A Primer and Checklist on Late Notice Excuses

 

There are two very popular explanations given by insureds for failing to give timely notice of an accident. One is that there was no reasonable ground to believe that at the time of the accident, bodily injury would follow.  The related offering is that the insured had no reasonable ground to believe that he, she or it would be held liable for the accident or claim.  Under what circumstances will the courts give the insured a pass for breaching a notice provision when one of these excuses is offered?

 

§         Bad excuses are worse than none. Thomas Fuller

§         He that is good for making excuses is seldom good for anything else. Ben Franklin

 

Flash back to January 20th, 1913, a Monday.  Famous for the day that concert pianist Ethel Leginska[1] made her debut in NYC at Aeolian Hall[2], it is less famous for an car accident involving a vehicle owned by the Hass Tobacco Company[3].  As the Court of Appeals wrote, on that day one of its machines[4] ran into and struck Joseph Bolger, causing him injuries which subsequently resulted in a judgment in his favor for over four thousand dollars.”  The auto policy issued to Hass required immediate notice.  Alas, notice was not given for a breathtakingingly long 10 days and the insurer denied coverage based on a breach of the policy condition.

* _What is being asked_: Could you copy, word for word, the stretch of the primer on late notice excuses from "Flash back to" through "the policy condition."? You won't need the items.

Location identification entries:
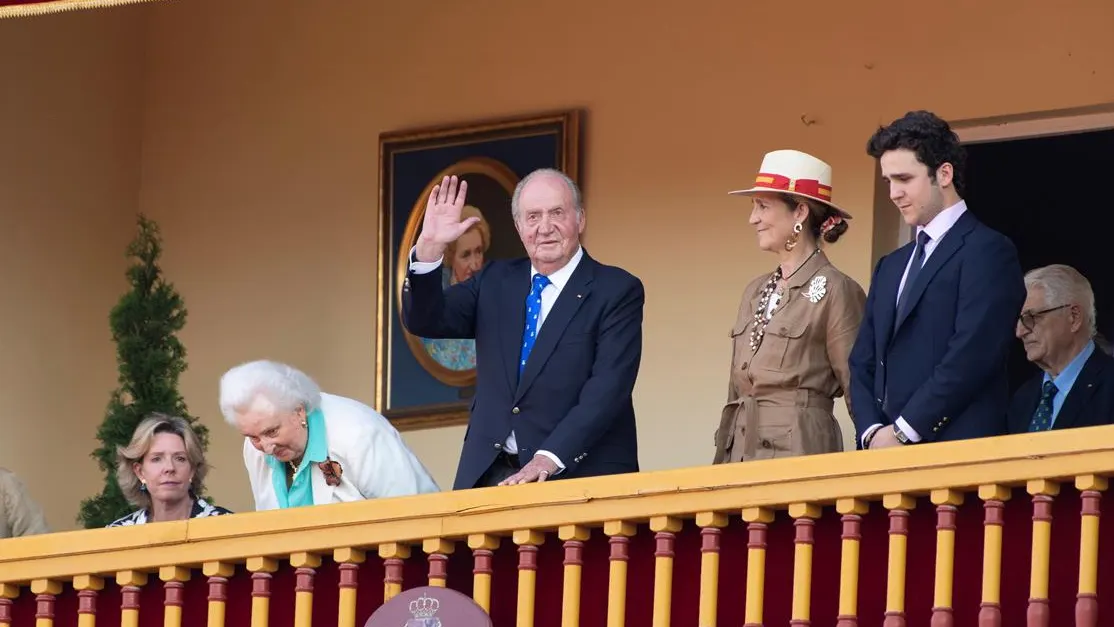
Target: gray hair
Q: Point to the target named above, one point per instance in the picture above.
(126, 457)
(284, 385)
(573, 189)
(1064, 285)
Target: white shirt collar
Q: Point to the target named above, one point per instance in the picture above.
(939, 226)
(560, 277)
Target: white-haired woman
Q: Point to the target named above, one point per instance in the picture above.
(303, 447)
(160, 471)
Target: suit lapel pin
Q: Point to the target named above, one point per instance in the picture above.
(817, 288)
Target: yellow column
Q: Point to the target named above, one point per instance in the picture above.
(899, 506)
(393, 556)
(852, 511)
(804, 516)
(946, 502)
(304, 565)
(711, 523)
(1086, 603)
(619, 534)
(994, 498)
(574, 537)
(87, 587)
(174, 578)
(218, 574)
(130, 581)
(438, 549)
(45, 590)
(349, 561)
(756, 519)
(665, 529)
(261, 569)
(528, 542)
(482, 546)
(1042, 491)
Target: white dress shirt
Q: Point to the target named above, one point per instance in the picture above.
(557, 282)
(937, 228)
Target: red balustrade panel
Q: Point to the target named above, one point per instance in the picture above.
(779, 564)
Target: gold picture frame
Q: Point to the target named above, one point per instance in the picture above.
(424, 383)
(31, 8)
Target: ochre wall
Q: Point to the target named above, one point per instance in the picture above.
(260, 158)
(70, 119)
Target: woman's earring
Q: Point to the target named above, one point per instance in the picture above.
(791, 242)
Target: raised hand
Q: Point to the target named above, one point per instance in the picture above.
(441, 224)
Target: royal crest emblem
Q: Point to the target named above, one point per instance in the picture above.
(423, 610)
(817, 288)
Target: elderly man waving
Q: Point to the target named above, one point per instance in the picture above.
(558, 339)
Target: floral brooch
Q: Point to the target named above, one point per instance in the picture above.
(332, 471)
(817, 288)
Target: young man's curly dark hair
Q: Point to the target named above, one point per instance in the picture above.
(929, 137)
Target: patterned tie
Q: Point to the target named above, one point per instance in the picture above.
(918, 262)
(1042, 419)
(533, 309)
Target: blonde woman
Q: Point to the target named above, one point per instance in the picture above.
(160, 471)
(462, 260)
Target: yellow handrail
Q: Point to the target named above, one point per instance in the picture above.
(916, 470)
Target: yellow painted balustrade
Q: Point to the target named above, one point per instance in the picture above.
(943, 530)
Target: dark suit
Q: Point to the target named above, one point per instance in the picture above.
(1088, 403)
(943, 365)
(575, 395)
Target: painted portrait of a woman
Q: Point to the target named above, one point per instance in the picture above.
(462, 258)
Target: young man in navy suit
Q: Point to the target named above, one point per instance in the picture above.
(558, 340)
(1075, 387)
(929, 362)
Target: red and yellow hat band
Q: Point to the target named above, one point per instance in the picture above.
(807, 186)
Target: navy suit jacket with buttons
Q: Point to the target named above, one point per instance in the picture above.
(941, 366)
(575, 395)
(1088, 403)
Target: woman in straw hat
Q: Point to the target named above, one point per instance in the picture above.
(795, 325)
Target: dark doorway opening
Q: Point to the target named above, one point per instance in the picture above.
(1051, 196)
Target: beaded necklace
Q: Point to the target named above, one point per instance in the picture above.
(762, 315)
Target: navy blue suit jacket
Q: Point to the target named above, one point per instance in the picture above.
(575, 395)
(1088, 403)
(943, 365)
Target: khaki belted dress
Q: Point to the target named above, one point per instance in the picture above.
(780, 398)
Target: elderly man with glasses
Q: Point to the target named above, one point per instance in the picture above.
(1075, 387)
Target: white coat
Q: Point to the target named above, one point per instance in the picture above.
(374, 460)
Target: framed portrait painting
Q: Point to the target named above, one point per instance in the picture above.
(420, 382)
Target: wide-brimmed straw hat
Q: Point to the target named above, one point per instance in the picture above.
(797, 173)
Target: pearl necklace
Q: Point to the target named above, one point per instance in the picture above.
(763, 314)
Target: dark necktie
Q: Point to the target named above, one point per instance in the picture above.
(918, 262)
(1042, 418)
(533, 309)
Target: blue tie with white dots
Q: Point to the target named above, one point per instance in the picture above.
(533, 309)
(1042, 419)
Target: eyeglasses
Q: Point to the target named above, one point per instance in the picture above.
(1028, 320)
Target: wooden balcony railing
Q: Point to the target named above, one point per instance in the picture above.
(996, 531)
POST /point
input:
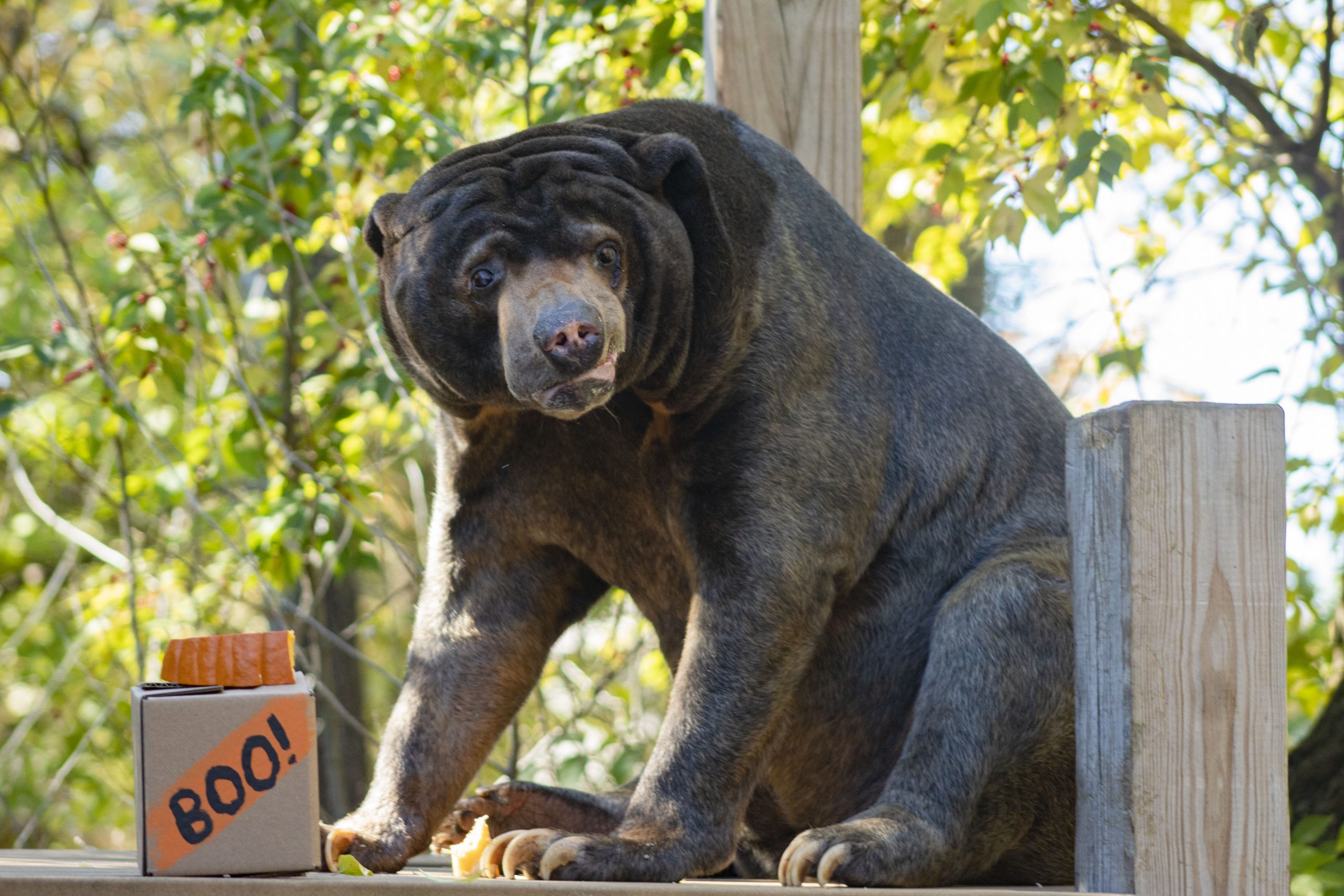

* _Task answer_:
Flash back to January 20th, 1913, a Monday.  Famous for the day that concert pianist Ethel Leginska[1] made her debut in NYC at Aeolian Hall[2], it is less famous for an car accident involving a vehicle owned by the Hass Tobacco Company[3].  As the Court of Appeals wrote, on that day one of its machines[4] ran into and struck Joseph Bolger, causing him injuries which subsequently resulted in a judgment in his favor for over four thousand dollars.”  The auto policy issued to Hass required immediate notice.  Alas, notice was not given for a breathtakingingly long 10 days and the insurer denied coverage based on a breach of the policy condition.